**Instructions for the task**: Output range, inclusive: from the line containing "Target: bird's eye" to the line containing "For every instance of the striped". Restate those lines from the data below word for word and only those.

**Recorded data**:
*** Block opens ***

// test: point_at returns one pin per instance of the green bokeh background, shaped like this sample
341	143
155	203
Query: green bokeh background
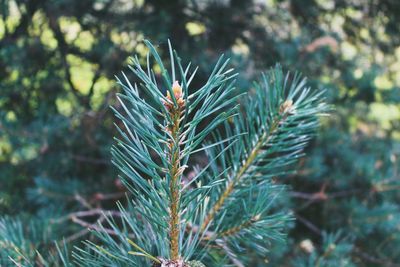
58	59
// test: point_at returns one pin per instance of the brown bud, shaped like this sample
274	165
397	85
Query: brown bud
286	107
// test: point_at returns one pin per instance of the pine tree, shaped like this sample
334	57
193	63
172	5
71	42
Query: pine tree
185	213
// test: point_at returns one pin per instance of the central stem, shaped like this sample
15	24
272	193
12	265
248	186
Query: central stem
174	189
175	112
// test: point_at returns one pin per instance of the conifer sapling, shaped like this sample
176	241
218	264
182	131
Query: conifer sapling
183	213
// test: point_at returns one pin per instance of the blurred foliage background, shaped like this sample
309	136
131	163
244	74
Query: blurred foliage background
58	59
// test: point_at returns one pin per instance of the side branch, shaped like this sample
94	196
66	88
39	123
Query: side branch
265	138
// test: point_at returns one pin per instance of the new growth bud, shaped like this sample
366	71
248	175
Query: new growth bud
177	90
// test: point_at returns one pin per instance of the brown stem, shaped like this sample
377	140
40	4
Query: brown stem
175	173
249	162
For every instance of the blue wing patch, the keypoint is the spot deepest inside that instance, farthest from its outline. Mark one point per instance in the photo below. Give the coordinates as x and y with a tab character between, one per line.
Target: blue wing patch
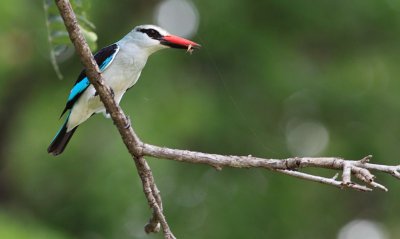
103	58
78	88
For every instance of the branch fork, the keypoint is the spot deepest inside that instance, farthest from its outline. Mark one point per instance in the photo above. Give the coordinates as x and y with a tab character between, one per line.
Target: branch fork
360	169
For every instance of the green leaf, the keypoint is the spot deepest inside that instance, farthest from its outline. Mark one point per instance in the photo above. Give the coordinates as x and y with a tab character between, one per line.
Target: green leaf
60	44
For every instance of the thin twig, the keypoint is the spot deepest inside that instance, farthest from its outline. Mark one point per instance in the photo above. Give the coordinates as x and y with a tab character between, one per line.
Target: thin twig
290	166
361	169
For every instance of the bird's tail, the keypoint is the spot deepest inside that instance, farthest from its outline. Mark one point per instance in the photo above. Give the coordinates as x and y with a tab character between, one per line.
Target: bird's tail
61	139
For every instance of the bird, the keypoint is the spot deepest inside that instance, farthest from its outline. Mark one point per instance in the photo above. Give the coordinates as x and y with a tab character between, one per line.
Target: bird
121	64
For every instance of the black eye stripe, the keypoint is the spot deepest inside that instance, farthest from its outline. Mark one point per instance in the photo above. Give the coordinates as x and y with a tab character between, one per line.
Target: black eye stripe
151	33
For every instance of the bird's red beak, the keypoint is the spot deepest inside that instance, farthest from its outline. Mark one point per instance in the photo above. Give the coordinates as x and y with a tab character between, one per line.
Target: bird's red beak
178	42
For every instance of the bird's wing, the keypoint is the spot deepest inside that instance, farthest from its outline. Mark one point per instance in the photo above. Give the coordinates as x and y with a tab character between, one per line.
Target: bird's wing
103	58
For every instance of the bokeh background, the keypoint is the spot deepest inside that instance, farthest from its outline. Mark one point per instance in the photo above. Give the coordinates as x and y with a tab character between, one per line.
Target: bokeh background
275	78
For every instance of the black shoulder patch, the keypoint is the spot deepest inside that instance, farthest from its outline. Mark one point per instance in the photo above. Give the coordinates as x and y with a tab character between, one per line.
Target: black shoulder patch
101	57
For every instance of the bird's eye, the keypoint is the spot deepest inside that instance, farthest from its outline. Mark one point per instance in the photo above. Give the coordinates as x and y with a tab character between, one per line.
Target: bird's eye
153	33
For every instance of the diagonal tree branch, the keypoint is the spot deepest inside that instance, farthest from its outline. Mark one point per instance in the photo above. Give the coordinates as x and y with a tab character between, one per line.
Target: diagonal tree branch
129	137
361	169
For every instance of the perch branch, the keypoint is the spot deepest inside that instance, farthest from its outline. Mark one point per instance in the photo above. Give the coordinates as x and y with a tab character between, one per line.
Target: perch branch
129	137
361	169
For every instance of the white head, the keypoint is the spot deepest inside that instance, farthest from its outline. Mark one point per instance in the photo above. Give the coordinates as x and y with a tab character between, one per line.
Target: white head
153	38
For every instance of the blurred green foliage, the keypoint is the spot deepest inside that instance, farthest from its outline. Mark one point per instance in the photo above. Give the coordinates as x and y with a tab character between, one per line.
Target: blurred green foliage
263	64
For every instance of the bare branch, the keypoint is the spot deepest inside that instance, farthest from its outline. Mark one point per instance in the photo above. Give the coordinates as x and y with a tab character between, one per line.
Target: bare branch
361	169
129	137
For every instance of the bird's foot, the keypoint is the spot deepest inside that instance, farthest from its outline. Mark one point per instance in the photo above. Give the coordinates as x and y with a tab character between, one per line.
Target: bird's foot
112	92
128	123
106	114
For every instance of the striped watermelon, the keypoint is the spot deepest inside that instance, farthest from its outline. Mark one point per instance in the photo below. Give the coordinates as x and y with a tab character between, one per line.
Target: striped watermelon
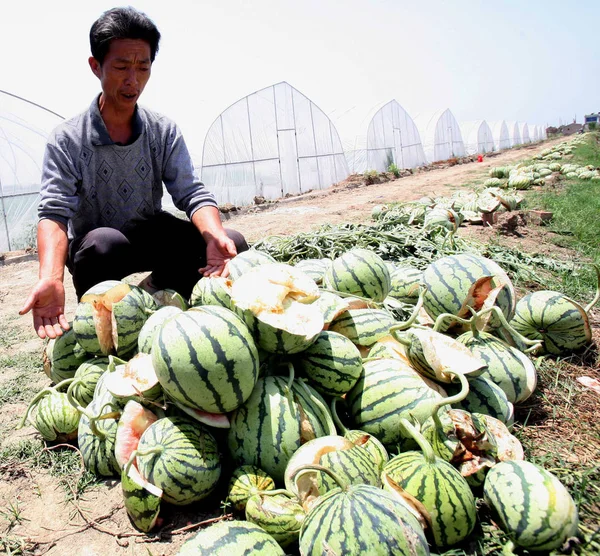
351	462
55	418
180	457
275	421
439	487
359	272
560	322
360	520
212	291
246	481
315	268
507	367
86	378
332	363
230	538
206	359
96	437
387	391
404	284
532	506
109	318
280	515
152	326
488	398
363	326
246	260
457	282
473	442
141	498
62	356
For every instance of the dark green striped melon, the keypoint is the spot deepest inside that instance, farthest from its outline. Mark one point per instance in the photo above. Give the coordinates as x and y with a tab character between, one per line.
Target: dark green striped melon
109	318
506	366
404	284
360	520
206	359
246	260
363	326
230	538
86	378
246	481
487	397
153	325
332	363
280	515
212	291
560	322
55	418
315	268
457	282
531	505
351	462
180	457
359	272
96	437
141	498
387	391
439	487
62	356
274	422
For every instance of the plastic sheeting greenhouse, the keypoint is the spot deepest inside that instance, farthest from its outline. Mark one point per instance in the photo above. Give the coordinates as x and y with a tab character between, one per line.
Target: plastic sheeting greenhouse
440	135
391	138
271	143
24	128
514	133
477	137
500	135
524	132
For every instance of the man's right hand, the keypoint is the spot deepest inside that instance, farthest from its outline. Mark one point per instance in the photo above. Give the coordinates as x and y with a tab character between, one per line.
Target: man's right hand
47	303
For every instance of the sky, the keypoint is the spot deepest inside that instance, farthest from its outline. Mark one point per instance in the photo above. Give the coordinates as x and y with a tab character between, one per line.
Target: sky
535	61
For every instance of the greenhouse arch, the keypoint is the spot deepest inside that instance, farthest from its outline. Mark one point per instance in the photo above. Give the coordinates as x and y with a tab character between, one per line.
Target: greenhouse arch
24	129
271	143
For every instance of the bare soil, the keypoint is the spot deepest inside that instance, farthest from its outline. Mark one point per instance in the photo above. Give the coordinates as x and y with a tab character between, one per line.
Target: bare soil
96	523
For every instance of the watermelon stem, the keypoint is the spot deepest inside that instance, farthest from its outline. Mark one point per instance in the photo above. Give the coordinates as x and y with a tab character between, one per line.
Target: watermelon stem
41	394
413	432
413	317
597	296
303	469
336	417
324	411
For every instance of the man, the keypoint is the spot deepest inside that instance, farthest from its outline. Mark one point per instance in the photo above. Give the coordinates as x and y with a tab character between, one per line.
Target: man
102	182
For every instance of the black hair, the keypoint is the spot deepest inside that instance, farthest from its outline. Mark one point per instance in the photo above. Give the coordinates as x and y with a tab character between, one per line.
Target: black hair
122	23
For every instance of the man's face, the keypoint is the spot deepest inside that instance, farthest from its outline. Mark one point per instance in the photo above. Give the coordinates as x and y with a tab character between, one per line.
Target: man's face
124	72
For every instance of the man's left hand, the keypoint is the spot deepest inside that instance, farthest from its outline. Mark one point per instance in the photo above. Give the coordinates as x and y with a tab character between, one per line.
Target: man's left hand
219	251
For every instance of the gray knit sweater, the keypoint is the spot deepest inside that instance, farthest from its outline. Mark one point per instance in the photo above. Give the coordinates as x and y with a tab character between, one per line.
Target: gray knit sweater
88	181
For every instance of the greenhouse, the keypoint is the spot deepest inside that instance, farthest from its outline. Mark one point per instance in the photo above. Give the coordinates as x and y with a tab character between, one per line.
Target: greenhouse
514	133
440	135
524	133
269	144
24	128
500	135
477	137
391	138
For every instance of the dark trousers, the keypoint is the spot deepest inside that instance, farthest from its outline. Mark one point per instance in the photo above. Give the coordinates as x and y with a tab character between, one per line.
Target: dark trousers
173	249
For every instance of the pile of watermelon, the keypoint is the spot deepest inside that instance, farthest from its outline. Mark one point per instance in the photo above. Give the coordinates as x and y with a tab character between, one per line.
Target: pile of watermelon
346	406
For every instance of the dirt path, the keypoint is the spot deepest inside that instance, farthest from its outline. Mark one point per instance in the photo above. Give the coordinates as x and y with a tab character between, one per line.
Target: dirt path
46	515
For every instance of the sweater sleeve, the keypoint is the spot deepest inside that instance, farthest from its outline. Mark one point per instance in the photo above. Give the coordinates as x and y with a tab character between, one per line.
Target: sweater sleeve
188	192
59	200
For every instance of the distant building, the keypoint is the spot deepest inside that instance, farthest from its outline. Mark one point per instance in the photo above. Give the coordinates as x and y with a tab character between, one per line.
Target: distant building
592	119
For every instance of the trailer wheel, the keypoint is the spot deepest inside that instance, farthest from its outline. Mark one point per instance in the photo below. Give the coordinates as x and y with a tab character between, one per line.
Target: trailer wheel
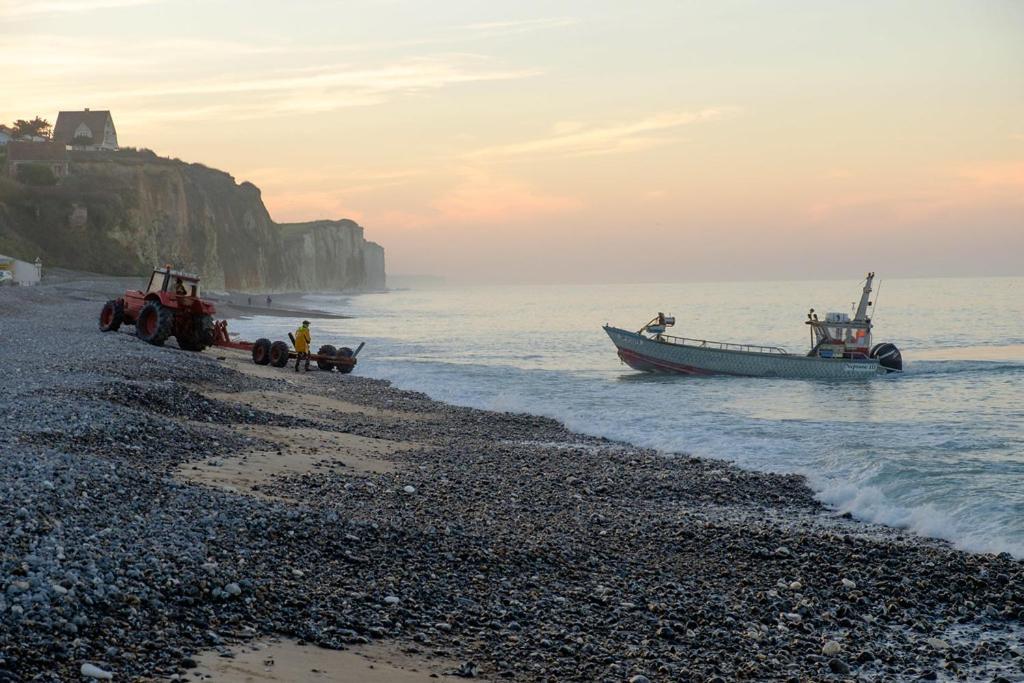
279	354
329	351
344	352
261	351
154	324
112	315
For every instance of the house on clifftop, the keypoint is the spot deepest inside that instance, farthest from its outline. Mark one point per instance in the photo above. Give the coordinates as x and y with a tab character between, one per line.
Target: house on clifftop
86	130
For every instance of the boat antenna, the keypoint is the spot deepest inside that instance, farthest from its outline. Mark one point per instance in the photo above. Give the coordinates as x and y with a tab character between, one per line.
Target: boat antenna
875	304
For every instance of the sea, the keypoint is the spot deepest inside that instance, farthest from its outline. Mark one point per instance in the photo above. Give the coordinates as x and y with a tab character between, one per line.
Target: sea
938	450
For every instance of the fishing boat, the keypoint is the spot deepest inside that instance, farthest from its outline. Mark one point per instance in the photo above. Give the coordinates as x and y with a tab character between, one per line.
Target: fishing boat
841	348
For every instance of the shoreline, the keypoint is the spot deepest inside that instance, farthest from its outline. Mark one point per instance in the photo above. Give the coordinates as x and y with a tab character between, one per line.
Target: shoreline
523	548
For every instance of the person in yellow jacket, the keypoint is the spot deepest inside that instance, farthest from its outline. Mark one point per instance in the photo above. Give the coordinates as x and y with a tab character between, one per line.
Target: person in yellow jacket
302	341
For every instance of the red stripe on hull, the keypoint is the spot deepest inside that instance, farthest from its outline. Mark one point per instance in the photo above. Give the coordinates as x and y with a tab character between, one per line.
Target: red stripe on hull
649	365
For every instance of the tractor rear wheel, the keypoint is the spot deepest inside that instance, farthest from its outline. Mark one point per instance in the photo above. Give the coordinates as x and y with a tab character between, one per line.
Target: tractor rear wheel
279	354
154	324
344	352
112	315
326	350
261	351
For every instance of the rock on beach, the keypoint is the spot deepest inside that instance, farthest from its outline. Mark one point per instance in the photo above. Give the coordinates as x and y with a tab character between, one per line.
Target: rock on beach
539	554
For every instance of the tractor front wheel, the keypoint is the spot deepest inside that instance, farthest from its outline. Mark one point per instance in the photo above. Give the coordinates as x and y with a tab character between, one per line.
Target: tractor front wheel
328	351
279	354
112	315
261	351
154	324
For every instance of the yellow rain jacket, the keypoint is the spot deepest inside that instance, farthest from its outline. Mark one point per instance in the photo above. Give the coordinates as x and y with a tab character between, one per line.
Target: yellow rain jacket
302	340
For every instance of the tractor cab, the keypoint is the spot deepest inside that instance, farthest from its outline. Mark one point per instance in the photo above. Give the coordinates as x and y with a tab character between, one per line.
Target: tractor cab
174	282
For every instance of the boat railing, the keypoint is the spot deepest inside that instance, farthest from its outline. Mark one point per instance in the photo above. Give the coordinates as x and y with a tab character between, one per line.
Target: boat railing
726	346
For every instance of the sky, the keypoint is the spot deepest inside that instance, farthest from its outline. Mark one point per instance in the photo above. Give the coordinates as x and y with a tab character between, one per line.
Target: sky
585	141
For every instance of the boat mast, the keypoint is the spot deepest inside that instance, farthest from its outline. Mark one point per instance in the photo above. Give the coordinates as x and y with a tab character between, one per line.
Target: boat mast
861	314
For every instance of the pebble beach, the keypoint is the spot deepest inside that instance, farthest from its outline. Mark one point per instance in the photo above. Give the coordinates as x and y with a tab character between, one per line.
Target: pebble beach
159	508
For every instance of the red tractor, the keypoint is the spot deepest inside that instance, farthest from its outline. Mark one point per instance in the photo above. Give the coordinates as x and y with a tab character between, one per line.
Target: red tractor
170	306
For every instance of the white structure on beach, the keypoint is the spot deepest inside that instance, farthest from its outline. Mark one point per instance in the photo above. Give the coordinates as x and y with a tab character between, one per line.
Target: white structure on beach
20	272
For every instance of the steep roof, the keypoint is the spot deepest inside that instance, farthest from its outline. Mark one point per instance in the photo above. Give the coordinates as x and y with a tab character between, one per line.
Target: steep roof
68	123
18	151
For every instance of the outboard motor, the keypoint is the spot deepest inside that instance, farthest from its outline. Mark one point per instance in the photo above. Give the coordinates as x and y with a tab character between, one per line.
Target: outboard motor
889	356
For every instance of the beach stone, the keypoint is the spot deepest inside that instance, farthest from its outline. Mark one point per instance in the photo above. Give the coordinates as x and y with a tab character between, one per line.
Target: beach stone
91	671
839	667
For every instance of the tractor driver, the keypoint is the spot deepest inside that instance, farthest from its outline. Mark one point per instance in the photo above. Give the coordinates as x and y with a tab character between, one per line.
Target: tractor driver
302	341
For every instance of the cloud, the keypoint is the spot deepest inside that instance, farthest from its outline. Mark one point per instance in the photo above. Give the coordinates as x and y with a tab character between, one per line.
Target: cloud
12	9
147	82
483	199
569	139
489	29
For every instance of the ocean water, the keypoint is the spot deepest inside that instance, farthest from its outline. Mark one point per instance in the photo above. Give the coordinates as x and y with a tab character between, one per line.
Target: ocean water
938	450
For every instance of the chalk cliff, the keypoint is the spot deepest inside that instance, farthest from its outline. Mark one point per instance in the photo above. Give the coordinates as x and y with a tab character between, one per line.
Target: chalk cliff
122	213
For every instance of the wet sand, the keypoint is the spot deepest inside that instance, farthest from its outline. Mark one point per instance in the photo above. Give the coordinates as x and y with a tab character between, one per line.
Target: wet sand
284	660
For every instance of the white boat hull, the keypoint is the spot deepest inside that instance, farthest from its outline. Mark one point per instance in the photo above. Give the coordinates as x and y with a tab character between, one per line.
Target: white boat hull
646	354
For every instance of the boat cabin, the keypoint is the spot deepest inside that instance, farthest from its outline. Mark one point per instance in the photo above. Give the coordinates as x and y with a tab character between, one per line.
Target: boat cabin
840	337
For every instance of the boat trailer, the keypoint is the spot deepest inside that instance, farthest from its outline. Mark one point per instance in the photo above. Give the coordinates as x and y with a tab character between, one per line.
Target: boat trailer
278	353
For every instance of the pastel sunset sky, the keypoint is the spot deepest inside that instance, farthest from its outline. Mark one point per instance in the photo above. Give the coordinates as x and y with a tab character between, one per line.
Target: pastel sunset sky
576	141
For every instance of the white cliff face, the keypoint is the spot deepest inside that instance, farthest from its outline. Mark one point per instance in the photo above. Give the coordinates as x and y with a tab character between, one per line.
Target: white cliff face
124	213
331	255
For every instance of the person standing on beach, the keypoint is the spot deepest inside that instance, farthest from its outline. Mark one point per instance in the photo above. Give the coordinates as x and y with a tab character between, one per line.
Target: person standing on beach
302	341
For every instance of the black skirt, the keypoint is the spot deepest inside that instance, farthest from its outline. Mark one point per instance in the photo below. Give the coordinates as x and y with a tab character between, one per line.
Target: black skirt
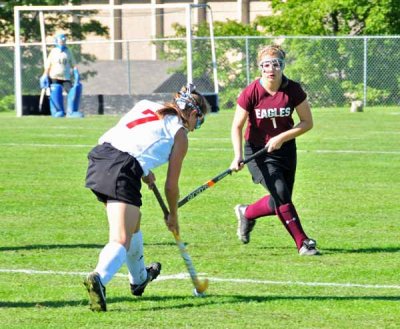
113	175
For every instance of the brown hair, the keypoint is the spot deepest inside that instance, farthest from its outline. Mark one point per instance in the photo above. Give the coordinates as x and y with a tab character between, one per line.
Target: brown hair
272	50
193	99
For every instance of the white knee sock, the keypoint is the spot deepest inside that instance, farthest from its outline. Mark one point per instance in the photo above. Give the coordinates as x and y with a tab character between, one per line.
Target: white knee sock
135	260
111	258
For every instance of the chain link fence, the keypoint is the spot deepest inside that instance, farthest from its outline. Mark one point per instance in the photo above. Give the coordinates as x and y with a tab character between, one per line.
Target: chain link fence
333	70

*** Block closes ***

**Result**:
Target: bird's eye
153	33
For every instance of the diagonal tree branch, the keypoint is the spot deepest inside that instance, farthest from its outline. Mark one point per instance in the photo above. Give the coordinates as x and y with a tab character between, one per line.
Target: diagonal tree branch
129	137
361	169
For every instance of the perch branch, the keypoint is the spot deepest inside that instance, farthest from its outline. Mark one point per instance in the photo above. Give the coordinates as x and y with a tab character between, one per line.
Target: perch branch
129	137
361	169
For every instance of the white head, the keypoint is the spot deepest inside that instance, farthest from its outline. Mark one point per instance in the photo above. Give the coordinates as x and y with a tab character between, one per line.
Target: white head
153	38
For every instance of the blurred green foliage, the keypoint is the spot deepest inside that instance, farthest from its outline. Mark one point per instance in the photo above. Give the coordinates as x and y with a tab character between, one per line.
Target: blurred green foliage
263	64
For every instance of the bare branch, the keypoint is the spot deepest inside that instance, farthest from its outline. Mark one point per instance in the photo above. Give the coordinates as x and y with a tab character between, one per line.
Target: bare branch
361	169
129	137
For every instance of the bird's foot, the keypoint is the spot deepest inside that instance, farthest from its outline. Mark one point per instance in the photo above. Give the coordinates as x and y with a tab character between, one per line.
Target: bird's foot
112	92
128	123
106	114
For every instance of the striped watermelon, the keypoint is the spot deepest inside that instance, farthest from its outline. Mark one point per instance in the photo below. Give the coordinates as x and y with a tab character between, one per line.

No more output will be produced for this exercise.